[Text provided Boundary: Start]
People who arrived at the studio less than 5 minutes later were deeeeeeeerenched to the skin. They'd been caught walking from the subway to the studio.

Came out after class, and it's a lovely calm evening.
georgeob1
 
  1  
Reply Wed 8 Jun, 2011 08:19 pm
@ehBeth,
That's hail at least 1.5 inches in diameter in your photo! Interesting to note the rough core and the clear ice surrounding it.

Thunderstorms are exciting, but highly variable and sometimes dangerous. The heat engine driving it all is the condensation of water vapor in the air as it rises and expands in the storm. The latent heat of condensation is about 1000 times the specific heat (the energy required to raise the same mass of water 1 deg F), -- a potent source of energy, needing only a solar heat-induced updraft to get it started. With a strong enough updraft and the resulting low air pressure at the core you can get enough Coriolis-induced circulation to create a tornado. In some cases the air rises (and cools) so fast you get supersaturated entrained water vapor that can form thick layers of clear ice on any solid in it - like the core of the hail in your photo, or the wing of an aircraft flying through it.

I've watched (from a distance) really big thunderheads at high altitude with the turbulent clouds "boiling" as they grew, ascending as much as four thousand feet per minute. All bets are off either flying through or just walking under one of them.
Region Philbis
 
  1  
Reply Thu 9 Jun, 2011 04:54 am
@Setanta,

sounds like it was more intense than last week's light show here.
we didn't have no continuous thunder...
farmerman
 
  2  
Reply Thu 9 Jun, 2011 05:00 am
@georgeob1,
I used to do a lot of work for the John Deere Company's subsidiaries that mined fertilizer from rock phosphate. Id often get "picked up" in Pittsburgh to fly out to Oklahoma and West Texas and Florida to do work. I remember sitting in the copilot seat and watching the color radar . The pilot let me keep a "weather eye" during the spring and summer storm season. Id always be amazed at how defined the storms are when you see em at 80 miles out. I was particularly sensitive to purple (That was the color that they had programmed , I guess, for the highest intensity part of the stroms) Often wed go from one storm only to have another just to its left and right and wed sneak in between the cloud tops in what appeared to be an ocean of clear air space. I never took any pictures and I could kick myself for not making a photo file.
[Text provided Boundary: End]
**Work item A**
Reproduce part of the storm thread word for word, beginning at the words "Region Philbis" and stopping after the words "no continuous thunder...".
**Work item B**
For each statement below, say yes or no to whether it agrees with the storm thread, and quote the words that decide it.
(i) The hail in the photo is at least 1.5 inches in diameter.
(ii) The latent heat of condensation is about 100 times the specific heat.
(iii) farmerman took pictures of the storms seen on the color radar.
**Work item C**
Answer these questions using the storm thread.
(i) What had the people who arrived drenched at the studio been doing when they were caught?
(ii) How fast did georgeob1 see big thunderheads ascending?
(iii) Which color on the radar was farmerman particularly sensitive to?
[Recorded information Boundary: Start]
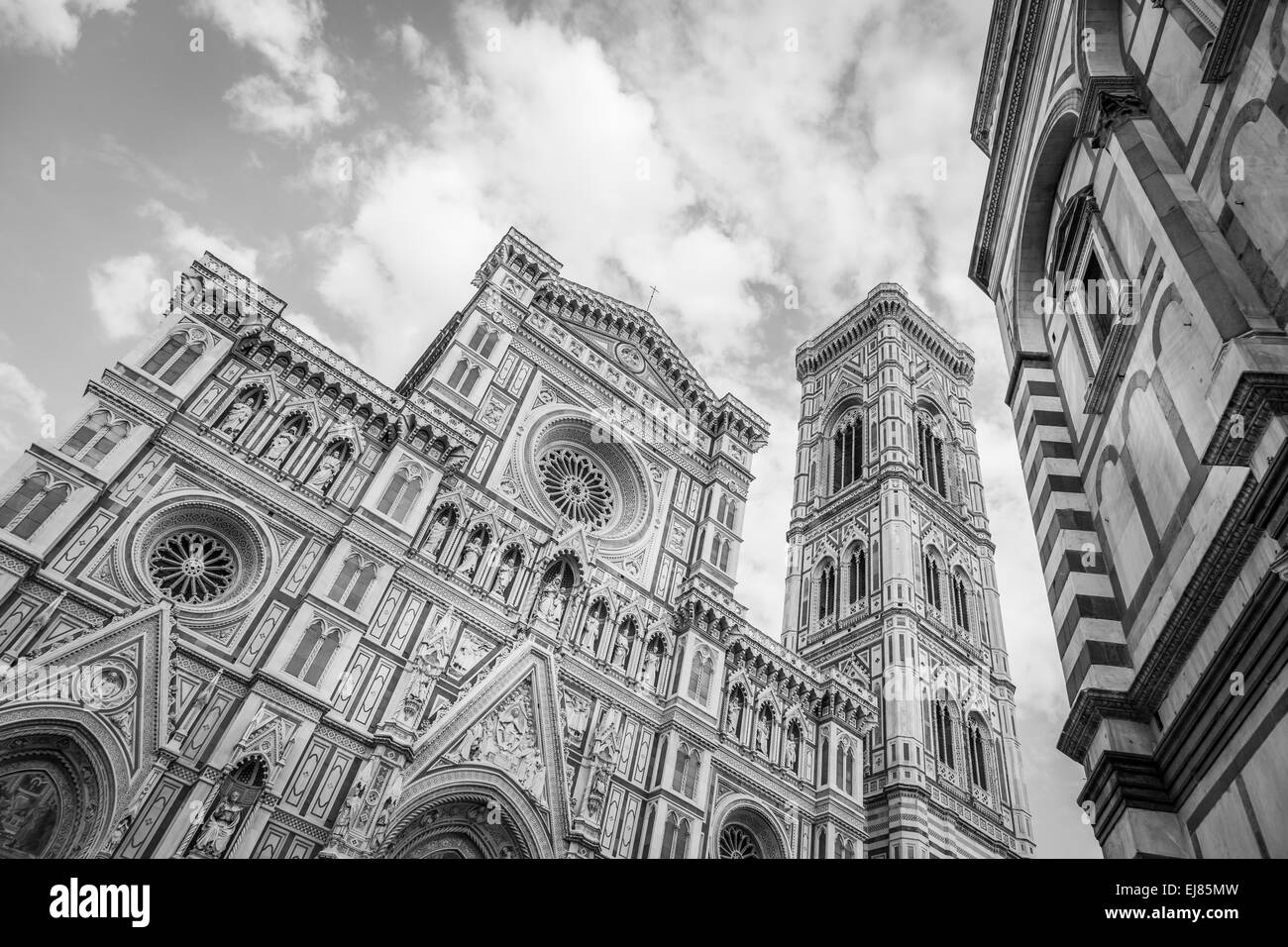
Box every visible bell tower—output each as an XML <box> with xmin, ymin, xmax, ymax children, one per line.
<box><xmin>783</xmin><ymin>283</ymin><xmax>1033</xmax><ymax>858</ymax></box>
[Recorded information Boundary: End]
**Worked solution A**
Region Philbis
 
  1  
Reply Thu 9 Jun, 2011 04:54 am
@Setanta,

sounds like it was more intense than last week's light show here.
we didn't have no continuous thunder...

**Worked solution B**
(i) Yes: "That's hail at least 1.5 inches in diameter in your photo!"
(ii) No: "The latent heat of condensation is about 1000 times the specific heat"
(iii) No: "I never took any pictures"

**Worked solution C**
(i) Walking from the subway to the studio
(ii) As much as four thousand feet per minute
(iii) Purple